Moreover, Swanson strongly argues the malignant effects of war on troops, rendering the catechismic “support our troops” phrase all the more ridiculous : we must continue the killing to honor the dead, lest we savage their memory.  I’ve witnessed dear friends and family thank troops publicly for their service, despite our military being the basis for human sacrifice : eighteen year-old boys must go die in some foreign land so we can ward off the undefinable, largely imaginary evil forces of tyranny, much like ancient cultures sacrificed humans to appease the gods of harvest.

I’m familiar with many mental health professionals who can confirm the extremely harmful effect of war service on human beings; post-traumatic stress disorder, coupled with loss of limbs, eyes, hearing, and the like mar not just our own soldiers, the only people elite sectors depict as “people,” but wreck nation after nation, killing millions and driving millions more into exile, prostitution, and violence.

The drone strikes themselves have raised a new generation of terrorists; case in point is Farea al-Muslimi, a young Yemeni student who spread good tidings about America back to his village until it was attacked by drones to kill an unarmed man accused of terrorism.  Instantly, a village hates the United States, despite the ease of placing the suspect in custody rather than destroying parts of their village and killing civilians.  This story isn’t unique, and it takes genius not to recognize how these policies further imperil both innocents and ourselves.

Even the non-partisan Brookings Institute recently warned that Trump may have the means, militarily or otherwise, (but not necessarily the mind) to finally

think seriously about
ending North Korea’s
nuclear ambitions by
creating a new order
in Northeast Asia.

Consider this in light of Chomsky’s aforementioned comments from a Democracy Now interview in April :

no matter what attack it
is, even a nuclear attack,
would unleash massive
artillery bombardment of
Seoul, which is the biggest
city in South Korea, right
near the border, which
would wipe it out, including
plenty of American troops.
That doesn’t—I mean, I’m no
technical expert, but as far
as I can—as I read and can
see, there’s no defense
against that.

In other words, stray too far into that dark place in which Kim Jung Un feels no escape, and the human cost could be tremendous.  Is there an alternative?  One need only read history, a sample of which I’ve written here, to know that America typically preaches peace and diplomacy, yet we maintain self-proclaimed nuclear first strike power, occupy over 800 military bases in 80 foreign countries as reported by The Nation in 2015, and have committed the supreme crime of aggressive war innumerable times just since the second world war, generally arguing publicly the desire to sue for peace, to supplicate the needy in humanitarian crises, or, earlier on, simply saying nothing.

▶ _PROBLEM A_
List every person whom the essay on war and American foreign policy names.
▶ _PROBLEM B_
Write the next part of the essay on war and American foreign policy, starting after its final sentence.

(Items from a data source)

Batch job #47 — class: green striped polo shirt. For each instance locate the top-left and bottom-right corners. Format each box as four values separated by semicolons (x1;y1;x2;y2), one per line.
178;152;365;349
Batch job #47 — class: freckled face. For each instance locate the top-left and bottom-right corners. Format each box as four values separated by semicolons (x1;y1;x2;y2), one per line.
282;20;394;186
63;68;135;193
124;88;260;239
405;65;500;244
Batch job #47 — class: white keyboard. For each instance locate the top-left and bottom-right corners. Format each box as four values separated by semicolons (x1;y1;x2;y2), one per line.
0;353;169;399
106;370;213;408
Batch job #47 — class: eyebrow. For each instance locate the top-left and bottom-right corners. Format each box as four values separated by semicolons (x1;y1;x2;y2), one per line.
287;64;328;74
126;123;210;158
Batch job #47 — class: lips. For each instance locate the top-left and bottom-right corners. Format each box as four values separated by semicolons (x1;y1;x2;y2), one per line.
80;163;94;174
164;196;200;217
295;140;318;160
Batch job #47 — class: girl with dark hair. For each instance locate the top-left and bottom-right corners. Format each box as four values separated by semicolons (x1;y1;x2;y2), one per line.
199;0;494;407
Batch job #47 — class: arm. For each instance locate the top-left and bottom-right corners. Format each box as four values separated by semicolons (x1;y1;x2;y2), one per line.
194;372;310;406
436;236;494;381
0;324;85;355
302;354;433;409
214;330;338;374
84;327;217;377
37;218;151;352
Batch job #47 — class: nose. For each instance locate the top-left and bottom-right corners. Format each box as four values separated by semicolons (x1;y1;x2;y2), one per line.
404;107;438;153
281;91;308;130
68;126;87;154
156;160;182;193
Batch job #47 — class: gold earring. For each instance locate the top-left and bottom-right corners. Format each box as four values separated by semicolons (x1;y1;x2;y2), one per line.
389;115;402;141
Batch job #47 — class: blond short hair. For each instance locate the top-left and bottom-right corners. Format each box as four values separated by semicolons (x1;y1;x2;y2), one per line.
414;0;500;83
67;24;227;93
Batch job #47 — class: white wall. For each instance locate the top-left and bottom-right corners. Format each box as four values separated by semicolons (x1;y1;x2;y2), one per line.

▶ _EXERCISE ANSWER A_
Swanson, Farea al-Muslimi, Trump, Chomsky, Kim Jung Un

▶ _EXERCISE ANSWER B_
Freedom isn’t Free, But War Won’t Buy It

It turns out that war fails to improve our freedom, as we’ve argued repeatedly here echoing the writings of Howard Zinn, Noam Chomsky, Glenn Greenwald, and Amy Goodman : dedicated resistance and a cohesive, powerful labor movement have so far proved to be sufficient, if not essential to the civility and freedom we enjoy in the modern era.  Swanson argues, alongside them, that war historically always has the opposite effect, reducing freedom while fomenting unrest and division.  One need only look at the various wars to discover that many dissenters have gone to jail, including Swanson’s historical doppelganger Eugene Debs; Debs encouraged antiwar speech during World War I.  War resisters during the Revolutionary War faced violence, confiscation of property, murder, and expulsion to Canada.

During World War II, the government imprisoned Japanese and German Americans.  My grandparents worked at Camp Howze, a POW camp near my hometown of Gainesville, Texas.  Woodrow Wilson argued during World War I that “disloyal” dissidents

had sacrificed their
right to civil liberties.

We can certainly recall suppression of resistance to Vietnam, and the immediate passage of the fascist PATRIOT Act upon the second 9/11.  The point is, not only does freedom not flourish under war, Swanson argues that it cannot flourish.  Learning the former must precede the latter, and Swanson articulates a very strong argument for both.  So what of the good wars?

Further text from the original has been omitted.